● **Task directions**: Render each line of the material below as a string in a JSON list, omitting blank lines.

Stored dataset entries
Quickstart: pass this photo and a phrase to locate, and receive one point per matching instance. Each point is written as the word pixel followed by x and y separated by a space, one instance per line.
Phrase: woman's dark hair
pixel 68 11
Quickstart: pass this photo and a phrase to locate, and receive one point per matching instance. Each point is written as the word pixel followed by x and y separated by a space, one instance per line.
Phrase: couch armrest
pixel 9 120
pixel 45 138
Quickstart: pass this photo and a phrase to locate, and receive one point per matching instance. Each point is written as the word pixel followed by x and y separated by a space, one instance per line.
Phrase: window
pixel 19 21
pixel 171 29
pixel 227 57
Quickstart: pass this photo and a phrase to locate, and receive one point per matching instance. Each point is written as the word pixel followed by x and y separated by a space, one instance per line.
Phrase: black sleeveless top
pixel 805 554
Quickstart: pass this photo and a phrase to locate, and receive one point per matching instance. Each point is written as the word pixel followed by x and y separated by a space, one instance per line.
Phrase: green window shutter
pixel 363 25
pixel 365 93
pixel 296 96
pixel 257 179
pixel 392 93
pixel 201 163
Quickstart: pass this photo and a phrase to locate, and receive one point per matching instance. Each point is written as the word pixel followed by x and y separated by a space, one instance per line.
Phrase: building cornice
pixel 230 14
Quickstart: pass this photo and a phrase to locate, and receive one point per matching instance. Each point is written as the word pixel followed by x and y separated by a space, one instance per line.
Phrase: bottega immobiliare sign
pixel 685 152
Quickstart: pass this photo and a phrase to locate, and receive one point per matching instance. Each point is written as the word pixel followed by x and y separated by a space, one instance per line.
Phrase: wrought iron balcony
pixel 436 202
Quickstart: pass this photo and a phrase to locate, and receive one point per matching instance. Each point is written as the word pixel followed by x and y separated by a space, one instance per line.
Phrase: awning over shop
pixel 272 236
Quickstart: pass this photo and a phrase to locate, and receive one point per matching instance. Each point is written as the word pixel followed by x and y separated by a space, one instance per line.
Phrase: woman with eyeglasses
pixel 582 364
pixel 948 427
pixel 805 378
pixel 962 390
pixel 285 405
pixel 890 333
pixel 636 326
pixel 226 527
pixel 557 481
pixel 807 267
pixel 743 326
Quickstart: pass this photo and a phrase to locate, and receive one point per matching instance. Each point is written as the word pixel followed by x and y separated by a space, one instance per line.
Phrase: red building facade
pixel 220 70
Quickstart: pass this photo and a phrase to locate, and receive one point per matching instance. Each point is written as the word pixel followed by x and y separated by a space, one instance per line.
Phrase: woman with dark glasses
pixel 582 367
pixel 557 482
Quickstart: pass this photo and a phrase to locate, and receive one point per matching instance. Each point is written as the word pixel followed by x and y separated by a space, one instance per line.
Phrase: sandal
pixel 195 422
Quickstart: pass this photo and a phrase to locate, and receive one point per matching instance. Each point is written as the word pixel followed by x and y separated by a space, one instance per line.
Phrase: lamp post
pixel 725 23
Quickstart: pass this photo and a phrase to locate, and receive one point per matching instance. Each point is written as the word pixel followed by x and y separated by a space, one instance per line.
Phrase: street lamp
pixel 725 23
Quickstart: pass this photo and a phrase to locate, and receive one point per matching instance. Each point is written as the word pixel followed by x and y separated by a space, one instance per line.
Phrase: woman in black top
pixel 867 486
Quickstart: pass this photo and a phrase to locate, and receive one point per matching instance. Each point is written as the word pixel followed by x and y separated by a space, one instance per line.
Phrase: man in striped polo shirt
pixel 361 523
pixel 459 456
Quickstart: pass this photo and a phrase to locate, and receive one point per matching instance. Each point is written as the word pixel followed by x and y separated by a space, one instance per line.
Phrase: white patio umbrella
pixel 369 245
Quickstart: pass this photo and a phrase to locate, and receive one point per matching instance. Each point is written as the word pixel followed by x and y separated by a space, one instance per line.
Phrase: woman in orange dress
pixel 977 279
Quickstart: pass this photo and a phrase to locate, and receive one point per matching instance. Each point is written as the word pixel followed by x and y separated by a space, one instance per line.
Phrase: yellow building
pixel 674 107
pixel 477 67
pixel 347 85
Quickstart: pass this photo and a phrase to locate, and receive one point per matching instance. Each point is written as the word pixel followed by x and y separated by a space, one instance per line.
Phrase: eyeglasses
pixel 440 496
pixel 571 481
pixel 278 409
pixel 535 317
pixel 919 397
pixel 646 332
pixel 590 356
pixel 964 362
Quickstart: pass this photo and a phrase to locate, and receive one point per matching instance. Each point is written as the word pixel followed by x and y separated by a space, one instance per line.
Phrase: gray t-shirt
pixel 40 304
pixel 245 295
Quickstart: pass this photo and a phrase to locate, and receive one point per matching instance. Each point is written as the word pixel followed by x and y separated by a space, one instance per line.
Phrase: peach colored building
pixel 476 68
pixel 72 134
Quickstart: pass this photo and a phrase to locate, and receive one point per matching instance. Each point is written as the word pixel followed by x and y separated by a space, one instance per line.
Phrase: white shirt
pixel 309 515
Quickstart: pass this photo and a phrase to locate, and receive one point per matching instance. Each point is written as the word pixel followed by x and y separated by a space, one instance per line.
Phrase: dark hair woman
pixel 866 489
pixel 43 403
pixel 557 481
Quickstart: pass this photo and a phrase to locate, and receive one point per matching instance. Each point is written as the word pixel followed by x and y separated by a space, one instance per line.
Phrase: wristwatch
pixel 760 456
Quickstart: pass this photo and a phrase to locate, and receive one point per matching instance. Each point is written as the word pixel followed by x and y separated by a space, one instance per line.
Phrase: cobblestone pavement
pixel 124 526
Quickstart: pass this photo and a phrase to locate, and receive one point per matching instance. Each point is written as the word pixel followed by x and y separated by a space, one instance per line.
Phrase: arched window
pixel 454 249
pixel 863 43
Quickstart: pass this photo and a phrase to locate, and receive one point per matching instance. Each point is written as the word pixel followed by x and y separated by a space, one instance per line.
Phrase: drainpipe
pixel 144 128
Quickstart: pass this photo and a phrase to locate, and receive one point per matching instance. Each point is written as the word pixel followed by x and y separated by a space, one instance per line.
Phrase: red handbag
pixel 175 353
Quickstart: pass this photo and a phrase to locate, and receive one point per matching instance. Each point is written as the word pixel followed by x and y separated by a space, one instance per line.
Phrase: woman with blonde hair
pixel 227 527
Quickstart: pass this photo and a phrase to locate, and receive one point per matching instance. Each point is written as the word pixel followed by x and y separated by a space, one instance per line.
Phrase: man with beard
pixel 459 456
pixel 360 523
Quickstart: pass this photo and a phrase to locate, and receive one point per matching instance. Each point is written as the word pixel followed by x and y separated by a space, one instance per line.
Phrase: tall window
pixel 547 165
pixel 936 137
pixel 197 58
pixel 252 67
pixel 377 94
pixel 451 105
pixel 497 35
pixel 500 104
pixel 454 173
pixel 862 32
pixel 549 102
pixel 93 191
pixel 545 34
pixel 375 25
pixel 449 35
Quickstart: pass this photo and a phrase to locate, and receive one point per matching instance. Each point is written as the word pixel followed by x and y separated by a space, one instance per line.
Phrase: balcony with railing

● **The response**:
[
  "Quickstart: pass this photo and a phrase to locate, and receive one point per matching instance. Each point is written as the word pixel followed by x and y separated by a space, one instance per line.",
  "Phrase: woman's dark hair",
  "pixel 68 11",
  "Quickstart: pass this photo and a phrase to locate, and receive one point per matching instance. Each point is written as the word pixel followed by x and y separated by a space, one instance per line.",
  "Phrase: couch armrest",
  "pixel 9 120",
  "pixel 45 138",
  "Quickstart: pass this photo and a phrase to locate, and receive one point per matching instance. Each point is written as the word pixel followed by x and y separated by a space, one instance per line.",
  "Phrase: window",
  "pixel 19 21",
  "pixel 171 29",
  "pixel 227 57",
  "Quickstart: pass this photo and a phrase to locate, and receive one point per matching instance. Each point is written as the word pixel followed by x and y separated by a space, one instance per line.",
  "Phrase: black sleeveless top",
  "pixel 805 554",
  "Quickstart: pass this photo and a phrase to locate, and receive one point per matching instance. Each point is written as the word pixel followed by x and y separated by a space, one instance per line.",
  "Phrase: green window shutter",
  "pixel 363 25",
  "pixel 365 93",
  "pixel 296 96",
  "pixel 257 179",
  "pixel 392 93",
  "pixel 201 163",
  "Quickstart: pass this photo and a phrase to locate, and receive one point per matching instance. Each point is written as the word pixel followed by x and y separated by a space, one instance per line.",
  "Phrase: building cornice",
  "pixel 230 14",
  "Quickstart: pass this photo and a phrase to locate, and receive one point per matching instance. Each point is written as the word pixel followed by x and y separated by a space, one instance per line.",
  "Phrase: bottega immobiliare sign",
  "pixel 685 152",
  "Quickstart: pass this photo and a phrase to locate, and receive one point per matching instance. Each point is written as the word pixel followed by x and y separated by a space, one instance per line.",
  "Phrase: wrought iron balcony",
  "pixel 436 202",
  "Quickstart: pass this photo and a phrase to locate, and receive one point per matching instance. Each point is written as the word pixel followed by x and y separated by a space, one instance per line.",
  "Phrase: awning over shop",
  "pixel 272 236",
  "Quickstart: pass this photo and a phrase to locate, and receive one point per matching instance. Each point is written as the word pixel followed by x and y separated by a space, one instance per line.",
  "Phrase: woman with eyeglasses",
  "pixel 582 364",
  "pixel 948 427",
  "pixel 805 378",
  "pixel 962 390",
  "pixel 285 405",
  "pixel 890 333",
  "pixel 636 326",
  "pixel 226 527",
  "pixel 557 481",
  "pixel 807 267",
  "pixel 743 326",
  "Quickstart: pass this photo and a phrase to locate, and receive one point per matching instance. Each point is written as the word pixel followed by x and y separated by a space, one instance per line.",
  "Phrase: red building facade",
  "pixel 220 70",
  "Quickstart: pass this photo and a phrase to locate, and receive one point per matching instance. Each point is written as the word pixel followed by x and y separated by a space, one instance per line.",
  "Phrase: woman with dark glasses",
  "pixel 582 367",
  "pixel 557 482",
  "Quickstart: pass this photo and a phrase to locate, and receive one point per matching instance. Each point is written as the word pixel followed by x and y separated by a space, one instance per line.",
  "Phrase: sandal",
  "pixel 195 422",
  "Quickstart: pass this photo and a phrase to locate, and receive one point per matching instance. Each point is written as the word pixel followed by x and y separated by a space, one instance per line.",
  "Phrase: lamp post",
  "pixel 725 23",
  "Quickstart: pass this photo and a phrase to locate, and receive one point per matching instance. Each point is written as the word pixel followed by x and y separated by a space, one instance per line.",
  "Phrase: street lamp",
  "pixel 725 23",
  "Quickstart: pass this photo and a phrase to locate, and receive one point per matching instance. Each point is written as the word pixel followed by x and y separated by a space, one instance per line.",
  "Phrase: woman in black top",
  "pixel 867 486",
  "Quickstart: pass this photo and a phrase to locate, and receive one point per matching instance. Each point is written as the word pixel followed by x and y separated by a space, one instance per line.",
  "Phrase: man in striped polo shirt",
  "pixel 361 523",
  "pixel 459 456",
  "Quickstart: pass this photo and a phrase to locate, and receive one point per matching instance. Each point is written as the word pixel followed by x and y separated by a space, one instance per line.",
  "Phrase: white patio umbrella",
  "pixel 369 245",
  "Quickstart: pass this photo and a phrase to locate, and receive one point per matching instance. Each point is written as the word pixel followed by x and y separated by a space, one instance per line.",
  "Phrase: woman in orange dress",
  "pixel 977 279",
  "Quickstart: pass this photo and a phrase to locate, and receive one point per matching instance. Each point is written as the word pixel followed by x and y separated by a space, one instance per line.",
  "Phrase: yellow building",
  "pixel 674 107",
  "pixel 477 67",
  "pixel 347 85",
  "Quickstart: pass this photo and a phrase to locate, and receive one point per matching instance. Each point is written as the word pixel followed by x and y separated by a space, one instance per line.",
  "Phrase: eyeglasses",
  "pixel 440 496",
  "pixel 571 481",
  "pixel 278 409",
  "pixel 535 317",
  "pixel 919 397",
  "pixel 646 332",
  "pixel 590 356",
  "pixel 964 362",
  "Quickstart: pass this photo and a phrase to locate, and receive one point per matching instance. Each point is written as the word pixel followed by x and y separated by a space, one instance per line.",
  "Phrase: gray t-shirt",
  "pixel 40 304",
  "pixel 245 295",
  "Quickstart: pass this photo and a phrase to locate, and receive one point per matching instance. Each point is written as the word pixel followed by x and y separated by a space, one instance per line.",
  "Phrase: peach colored building",
  "pixel 476 68",
  "pixel 72 134",
  "Quickstart: pass this photo and a phrase to locate, and receive one point per matching instance. Each point is written as the word pixel followed by x and y separated by a space, one instance per line.",
  "Phrase: white shirt",
  "pixel 309 515",
  "Quickstart: pass this photo and a phrase to locate, and receive one point per matching instance. Each point is written as the word pixel followed by x and y separated by a space, one instance per line.",
  "Phrase: dark hair woman",
  "pixel 866 489",
  "pixel 43 403",
  "pixel 557 481",
  "Quickstart: pass this photo and a phrase to locate, and receive one point per matching instance. Each point is written as the word pixel followed by x and y separated by a space, one instance per line.",
  "Phrase: wristwatch",
  "pixel 760 456",
  "Quickstart: pass this photo and a phrase to locate, and receive one point per matching instance. Each point is written as the word pixel followed by x and y separated by a space, one instance per line.",
  "Phrase: cobblestone pavement",
  "pixel 124 526",
  "Quickstart: pass this photo and a phrase to locate, and receive one point per matching instance. Each point is written as the word pixel followed by x and y separated by a space, one instance per line.",
  "Phrase: arched window",
  "pixel 454 249",
  "pixel 863 43",
  "Quickstart: pass this photo and a phrase to locate, and receive one point per matching instance. Each point is written as the word pixel followed by x and y separated by a space, one instance per line.",
  "Phrase: drainpipe",
  "pixel 144 128",
  "Quickstart: pass this photo and a phrase to locate, and receive one point per matching instance. Each point is written as the word pixel followed by x and y separated by a space, one instance per line.",
  "Phrase: red handbag",
  "pixel 175 353",
  "Quickstart: pass this photo and a phrase to locate, and receive one point per matching instance. Each point is written as the word pixel followed by x and y separated by a space, one instance per line.",
  "Phrase: woman with blonde hair",
  "pixel 227 527",
  "Quickstart: pass this photo and a phrase to locate, and receive one point per matching instance. Each point is written as the word pixel followed by x and y separated by a space, one instance per line.",
  "Phrase: man with beard",
  "pixel 459 456",
  "pixel 360 523",
  "Quickstart: pass this photo and a phrase to locate, and receive one point per matching instance. Each point is written as the word pixel followed by x and y separated by a space, one instance per line.",
  "Phrase: tall window",
  "pixel 547 165",
  "pixel 936 137",
  "pixel 197 58",
  "pixel 252 67",
  "pixel 377 94",
  "pixel 451 105",
  "pixel 497 35",
  "pixel 500 104",
  "pixel 454 173",
  "pixel 862 32",
  "pixel 549 102",
  "pixel 93 191",
  "pixel 545 34",
  "pixel 375 25",
  "pixel 449 35",
  "Quickstart: pass this photo and a phrase to locate, and receive one point per matching instance. Each point is written as the word pixel followed by x and y separated by a space, one instance per line.",
  "Phrase: balcony with railing"
]